> [DOCUMENT]:
(begin)

# Wish me luck... Jazz getting new 'do



## WonderPup (Oct 26, 2008)

*Oh... this came out BAD.*

Thinking back I seem to recall posting Jazz's mohawk pictures before Halloween, before I colored her. It seems to me that somewhere in that post I think I said something along the lines of if you get an idea to groom check the clock, if it's after your bedtime just go sleep on it don't go do it. Funny how I remember that advice now at 20 to 2 in the morning after having cried for the last hour 1/2 over Jazz's new haircut. 

My second bit of advice to myself will be to NEVER EVER allow my husband to have a say in new haircuts. I should have learned my lesson last time with the saddle clip, this time it's burned into memory in a different sort of (ugly) way. Whats worse is that in two weeks I have Jazz set up for a little PR marketing type event for the business... Methinks Wonder will have to take her place but who knows my latest creature creation may grow on me by then. 

:doh: she looks like a turtle.... I don't know what happened. I used to do a TON of dutch clips on poodles of all sizes but haven't done one in probably two years. Apparently I am out of practice on how to get the look of the clippered neck. I am also stupid enough to let my husband talk me into clippering the neck when I told him I might miss her neck hair and she might not be as cuddly. His viewpoint was if you're going to do this clip do the whole clip and do the way it's supposed to be done. Then the next time you do it and you want to modify it fine, go ahead. I don't mind a bald neck so clip it tonight... 

here's the before, it's kind of sad when the before picture looks better than the afters. 








The pattern line which I will not complain about at all, Im kind of proud of it. I wasn't sure I could do it and I've never tried this particular pattern. It isn't perfect but for a first attempt with a shape I am never good at accomplishing (I can never get a pretty V it seems and here I needed two of them), it isn't so bad. It is also a straight line, WHOOOOOOO!!! I've complained before how it's so difficult to get Jazz to not bow her body out and throw your clipper line off. 








An the finished result, which I am horrified at and kind of ashamed to post. We went ahead and did a 5th Avenue leg style for reasons I can't even recall and I don't mind that soooo much, when her hair is a little longer it will look less leg warmer-ish which will be better.

(end)

> [TASKS TO COMPLETE]:
A – In the grooming post, why did the husband want Jazz's neck clippered? Answer in one to three sentences.
B – Repeat a passage from the grooming post word for word. Begin at the words "The pattern line" and stop after "clipper line off.".
C – Write the next part of the grooming post about Jazz's new haircut, picking up after its last sentence.
You won't need the rows for any of this.

> [ENTRIES PROVIDED]:

(begin)

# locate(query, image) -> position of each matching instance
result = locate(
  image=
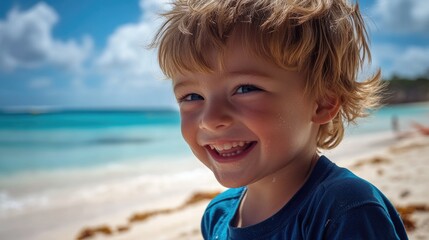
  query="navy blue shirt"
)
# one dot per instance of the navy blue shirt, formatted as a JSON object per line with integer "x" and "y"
{"x": 332, "y": 204}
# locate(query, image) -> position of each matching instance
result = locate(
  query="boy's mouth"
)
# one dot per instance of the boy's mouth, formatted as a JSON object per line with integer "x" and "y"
{"x": 230, "y": 149}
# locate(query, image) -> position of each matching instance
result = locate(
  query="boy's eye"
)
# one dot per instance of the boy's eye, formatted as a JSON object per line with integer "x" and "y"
{"x": 191, "y": 97}
{"x": 247, "y": 89}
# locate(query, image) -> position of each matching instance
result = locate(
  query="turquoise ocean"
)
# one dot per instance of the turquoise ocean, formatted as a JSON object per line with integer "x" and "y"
{"x": 90, "y": 138}
{"x": 61, "y": 158}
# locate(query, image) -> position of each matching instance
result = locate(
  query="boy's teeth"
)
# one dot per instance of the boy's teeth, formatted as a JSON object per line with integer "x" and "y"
{"x": 228, "y": 146}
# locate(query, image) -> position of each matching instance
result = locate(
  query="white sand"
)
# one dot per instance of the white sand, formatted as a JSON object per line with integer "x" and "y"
{"x": 402, "y": 174}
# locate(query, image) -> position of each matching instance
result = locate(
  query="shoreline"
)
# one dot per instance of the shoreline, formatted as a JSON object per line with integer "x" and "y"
{"x": 400, "y": 172}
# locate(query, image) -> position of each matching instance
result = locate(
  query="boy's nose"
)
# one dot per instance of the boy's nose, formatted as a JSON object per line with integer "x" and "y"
{"x": 216, "y": 116}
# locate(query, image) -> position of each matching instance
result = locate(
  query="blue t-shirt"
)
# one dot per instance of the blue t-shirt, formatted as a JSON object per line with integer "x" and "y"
{"x": 332, "y": 204}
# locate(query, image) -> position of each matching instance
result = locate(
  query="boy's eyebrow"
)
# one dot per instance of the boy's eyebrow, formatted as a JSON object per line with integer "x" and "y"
{"x": 181, "y": 84}
{"x": 247, "y": 71}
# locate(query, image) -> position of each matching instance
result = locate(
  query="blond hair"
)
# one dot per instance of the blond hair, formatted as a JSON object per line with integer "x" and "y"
{"x": 325, "y": 39}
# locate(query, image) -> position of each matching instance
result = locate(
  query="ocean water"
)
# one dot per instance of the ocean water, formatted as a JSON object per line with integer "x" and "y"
{"x": 80, "y": 139}
{"x": 60, "y": 159}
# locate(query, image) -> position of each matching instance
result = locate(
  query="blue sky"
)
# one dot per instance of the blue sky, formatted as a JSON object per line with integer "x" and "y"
{"x": 91, "y": 54}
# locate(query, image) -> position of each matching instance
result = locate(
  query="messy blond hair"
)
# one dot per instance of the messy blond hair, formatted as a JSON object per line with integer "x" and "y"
{"x": 324, "y": 39}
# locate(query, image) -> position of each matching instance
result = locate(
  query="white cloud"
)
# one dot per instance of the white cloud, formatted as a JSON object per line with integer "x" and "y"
{"x": 402, "y": 16}
{"x": 126, "y": 56}
{"x": 406, "y": 61}
{"x": 41, "y": 82}
{"x": 27, "y": 41}
{"x": 128, "y": 67}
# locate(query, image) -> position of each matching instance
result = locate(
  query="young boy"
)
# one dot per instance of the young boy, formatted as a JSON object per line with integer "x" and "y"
{"x": 262, "y": 86}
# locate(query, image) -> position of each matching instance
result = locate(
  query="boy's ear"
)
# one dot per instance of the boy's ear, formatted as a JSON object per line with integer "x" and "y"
{"x": 326, "y": 109}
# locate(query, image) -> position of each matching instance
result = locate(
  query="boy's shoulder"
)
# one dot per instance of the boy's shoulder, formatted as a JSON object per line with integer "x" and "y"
{"x": 343, "y": 190}
{"x": 228, "y": 198}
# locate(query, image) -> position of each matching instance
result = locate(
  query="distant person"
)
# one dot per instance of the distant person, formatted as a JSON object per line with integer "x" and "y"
{"x": 421, "y": 128}
{"x": 262, "y": 86}
{"x": 395, "y": 124}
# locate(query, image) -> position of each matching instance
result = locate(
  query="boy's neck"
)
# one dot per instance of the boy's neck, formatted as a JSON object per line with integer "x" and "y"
{"x": 266, "y": 197}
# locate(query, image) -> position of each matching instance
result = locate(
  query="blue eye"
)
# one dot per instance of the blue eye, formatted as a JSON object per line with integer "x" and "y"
{"x": 191, "y": 97}
{"x": 247, "y": 89}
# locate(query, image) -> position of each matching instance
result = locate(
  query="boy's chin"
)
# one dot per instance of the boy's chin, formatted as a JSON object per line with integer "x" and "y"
{"x": 230, "y": 182}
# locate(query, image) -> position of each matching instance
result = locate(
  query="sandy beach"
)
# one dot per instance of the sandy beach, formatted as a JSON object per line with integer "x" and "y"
{"x": 396, "y": 165}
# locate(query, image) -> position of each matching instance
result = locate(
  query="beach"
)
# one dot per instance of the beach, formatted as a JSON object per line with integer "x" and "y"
{"x": 398, "y": 167}
{"x": 164, "y": 198}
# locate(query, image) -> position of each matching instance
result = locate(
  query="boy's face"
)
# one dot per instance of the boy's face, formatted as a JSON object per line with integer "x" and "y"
{"x": 249, "y": 121}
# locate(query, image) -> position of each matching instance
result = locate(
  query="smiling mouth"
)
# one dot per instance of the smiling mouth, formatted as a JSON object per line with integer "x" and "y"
{"x": 232, "y": 149}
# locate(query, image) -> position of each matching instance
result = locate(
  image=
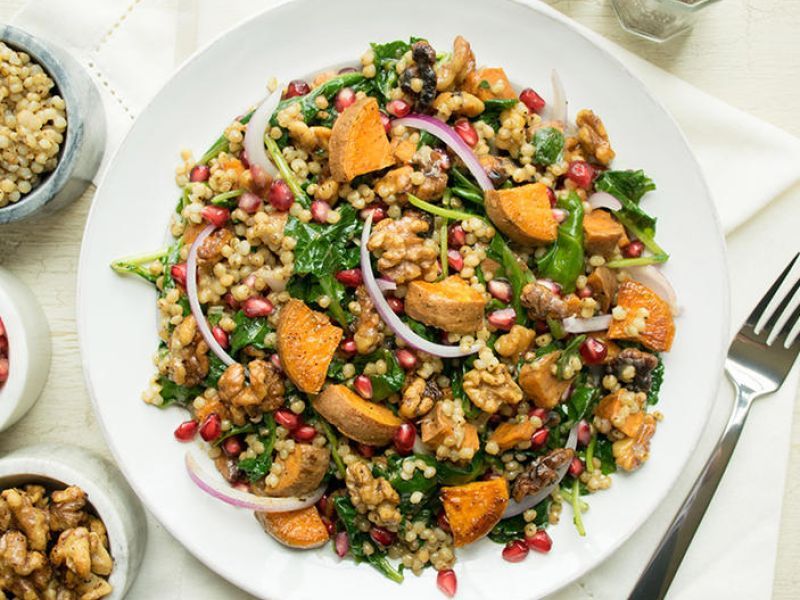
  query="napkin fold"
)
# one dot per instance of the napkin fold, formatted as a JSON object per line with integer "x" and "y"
{"x": 132, "y": 47}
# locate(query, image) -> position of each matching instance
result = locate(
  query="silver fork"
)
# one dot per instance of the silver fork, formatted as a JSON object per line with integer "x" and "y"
{"x": 757, "y": 366}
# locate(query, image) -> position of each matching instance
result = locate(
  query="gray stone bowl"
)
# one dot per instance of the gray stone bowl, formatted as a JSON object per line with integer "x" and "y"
{"x": 82, "y": 149}
{"x": 57, "y": 466}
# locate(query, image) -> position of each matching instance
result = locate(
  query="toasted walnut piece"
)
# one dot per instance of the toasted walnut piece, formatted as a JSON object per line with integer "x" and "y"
{"x": 543, "y": 303}
{"x": 490, "y": 388}
{"x": 66, "y": 509}
{"x": 593, "y": 137}
{"x": 452, "y": 72}
{"x": 403, "y": 255}
{"x": 542, "y": 472}
{"x": 34, "y": 522}
{"x": 631, "y": 452}
{"x": 368, "y": 335}
{"x": 419, "y": 398}
{"x": 373, "y": 496}
{"x": 73, "y": 550}
{"x": 515, "y": 342}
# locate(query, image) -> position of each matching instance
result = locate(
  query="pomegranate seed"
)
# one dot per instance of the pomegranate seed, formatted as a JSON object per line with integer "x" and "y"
{"x": 442, "y": 521}
{"x": 232, "y": 446}
{"x": 576, "y": 467}
{"x": 633, "y": 250}
{"x": 540, "y": 541}
{"x": 185, "y": 431}
{"x": 532, "y": 100}
{"x": 304, "y": 433}
{"x": 280, "y": 195}
{"x": 551, "y": 196}
{"x": 593, "y": 351}
{"x": 396, "y": 304}
{"x": 342, "y": 544}
{"x": 584, "y": 432}
{"x": 363, "y": 385}
{"x": 539, "y": 437}
{"x": 320, "y": 210}
{"x": 199, "y": 173}
{"x": 398, "y": 108}
{"x": 178, "y": 273}
{"x": 502, "y": 319}
{"x": 297, "y": 87}
{"x": 581, "y": 173}
{"x": 455, "y": 260}
{"x": 515, "y": 551}
{"x": 221, "y": 336}
{"x": 257, "y": 307}
{"x": 250, "y": 203}
{"x": 348, "y": 346}
{"x": 287, "y": 419}
{"x": 406, "y": 359}
{"x": 216, "y": 215}
{"x": 446, "y": 581}
{"x": 211, "y": 427}
{"x": 350, "y": 277}
{"x": 456, "y": 236}
{"x": 500, "y": 289}
{"x": 404, "y": 438}
{"x": 466, "y": 132}
{"x": 382, "y": 536}
{"x": 344, "y": 99}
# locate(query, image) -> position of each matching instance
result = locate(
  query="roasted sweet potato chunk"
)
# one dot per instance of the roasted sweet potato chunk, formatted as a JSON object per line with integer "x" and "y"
{"x": 306, "y": 344}
{"x": 358, "y": 419}
{"x": 297, "y": 529}
{"x": 303, "y": 471}
{"x": 358, "y": 142}
{"x": 473, "y": 509}
{"x": 539, "y": 383}
{"x": 659, "y": 330}
{"x": 523, "y": 214}
{"x": 451, "y": 304}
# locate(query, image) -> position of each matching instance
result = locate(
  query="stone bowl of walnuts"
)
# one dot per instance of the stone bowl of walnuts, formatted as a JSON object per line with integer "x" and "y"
{"x": 70, "y": 526}
{"x": 52, "y": 126}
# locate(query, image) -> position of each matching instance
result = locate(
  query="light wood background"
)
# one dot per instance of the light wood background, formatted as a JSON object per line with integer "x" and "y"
{"x": 746, "y": 52}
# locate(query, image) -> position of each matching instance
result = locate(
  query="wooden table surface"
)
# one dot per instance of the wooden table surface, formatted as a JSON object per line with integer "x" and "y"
{"x": 746, "y": 52}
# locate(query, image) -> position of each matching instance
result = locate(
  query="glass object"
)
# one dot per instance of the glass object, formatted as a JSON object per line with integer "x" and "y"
{"x": 658, "y": 20}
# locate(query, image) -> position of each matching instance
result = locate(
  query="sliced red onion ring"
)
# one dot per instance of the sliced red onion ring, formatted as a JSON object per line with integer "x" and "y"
{"x": 578, "y": 325}
{"x": 257, "y": 128}
{"x": 446, "y": 133}
{"x": 194, "y": 302}
{"x": 604, "y": 200}
{"x": 653, "y": 278}
{"x": 389, "y": 317}
{"x": 220, "y": 490}
{"x": 515, "y": 508}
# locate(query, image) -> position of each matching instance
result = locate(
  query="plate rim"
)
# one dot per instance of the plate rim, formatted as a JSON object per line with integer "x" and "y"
{"x": 598, "y": 42}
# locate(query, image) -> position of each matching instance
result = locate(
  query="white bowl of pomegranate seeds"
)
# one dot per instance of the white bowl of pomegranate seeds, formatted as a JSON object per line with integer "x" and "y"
{"x": 24, "y": 349}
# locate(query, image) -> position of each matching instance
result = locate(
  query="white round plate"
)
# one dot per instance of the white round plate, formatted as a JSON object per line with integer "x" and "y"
{"x": 117, "y": 315}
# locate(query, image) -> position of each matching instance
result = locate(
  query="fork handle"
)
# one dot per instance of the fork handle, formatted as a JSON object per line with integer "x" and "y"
{"x": 660, "y": 571}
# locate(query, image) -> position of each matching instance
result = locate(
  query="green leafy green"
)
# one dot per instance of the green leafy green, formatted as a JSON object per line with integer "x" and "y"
{"x": 347, "y": 515}
{"x": 548, "y": 143}
{"x": 563, "y": 262}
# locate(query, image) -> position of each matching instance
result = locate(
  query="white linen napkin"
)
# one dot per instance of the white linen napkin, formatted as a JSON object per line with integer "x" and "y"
{"x": 132, "y": 47}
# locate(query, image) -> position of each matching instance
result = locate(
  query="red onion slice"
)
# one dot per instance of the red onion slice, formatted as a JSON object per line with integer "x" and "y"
{"x": 219, "y": 489}
{"x": 578, "y": 325}
{"x": 604, "y": 200}
{"x": 391, "y": 319}
{"x": 256, "y": 129}
{"x": 446, "y": 133}
{"x": 653, "y": 278}
{"x": 194, "y": 302}
{"x": 515, "y": 508}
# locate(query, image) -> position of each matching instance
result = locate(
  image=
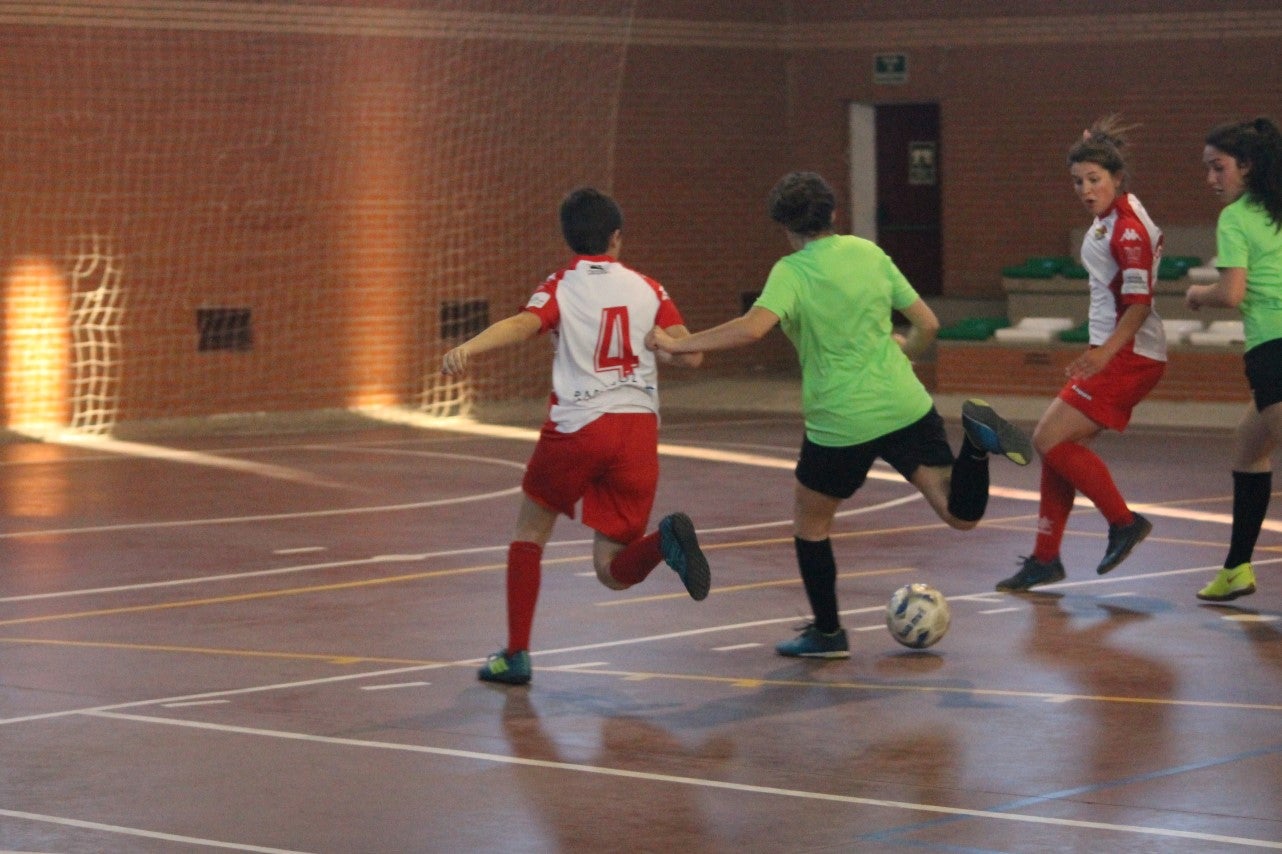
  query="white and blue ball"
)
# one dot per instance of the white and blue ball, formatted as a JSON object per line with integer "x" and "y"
{"x": 918, "y": 616}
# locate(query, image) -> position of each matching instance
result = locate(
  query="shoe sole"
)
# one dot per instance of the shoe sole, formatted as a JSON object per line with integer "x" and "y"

(end)

> [ANSWERS TO THE EXERCISE]:
A – He felt that if she was going to do this clip, she should do the whole clip the way it's supposed to be done. The next time she did it, she could change it if she wanted.

B –
The pattern line which I will not complain about at all, Im kind of proud of it. I wasn't sure I could do it and I've never tried this particular pattern. It isn't perfect but for a first attempt with a shape I am never good at accomplishing (I can never get a pretty V it seems and here I needed two of them), it isn't so bad. It is also a straight line, WHOOOOOOO!!! I've complained before how it's so difficult to get Jazz to not bow her body out and throw your clipper line off.

C –
You'd think I wasn't a pro looking at this crap... LoL. 








I have decided that a shaved neck and for that matter a dutch or any of it's variations looks best on a dark colored dog, all my previous dutch clips have been on black dogs, or dogs with at least half an inch more hair than Jazz has. It also isn't a a good idea to do a shaved neck unless you're planning to do a) full long poodle ears, or b) tassled ears neither of which is possible with Jazz tonight. I don't have enough feathering on the bottoms of her ears to get a tassel right now. Dumb me tried to get that last all important V shape at the base of the neck and ended up with the clipper area almost to the shoulder blade, which is a little low. 

Just goes to show I should have followed my own advice, when in doubt USE A SNAP ON COMB to set the pattern. My one blesssing is that Jazz's hair grows lightning fast, I stipped her down with a 7 blade 6-ish weeks ago and her hair is already at the inch long mark.


----------



## flyingduster (Sep 6, 2009)

Ok, now while I have to admit it DOES look unbalanced, I think you can improve it a bit still while you wait for it to grow out.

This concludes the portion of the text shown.